§ GOAL: Reproduce the listing below word for word, omitting the pictures.

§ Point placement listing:
——

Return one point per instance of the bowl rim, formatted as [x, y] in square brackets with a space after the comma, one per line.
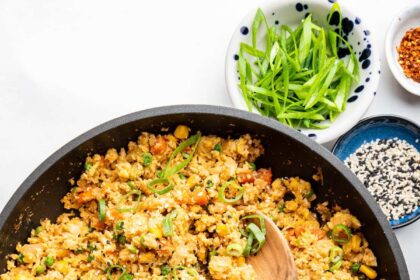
[393, 63]
[217, 111]
[230, 76]
[364, 122]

——

§ SOLUTION TO THIS TASK:
Return one point per instance of the bowl rim, formatted as [x, y] in square brackets with a space after the comma, one per line.
[393, 63]
[217, 111]
[230, 76]
[364, 122]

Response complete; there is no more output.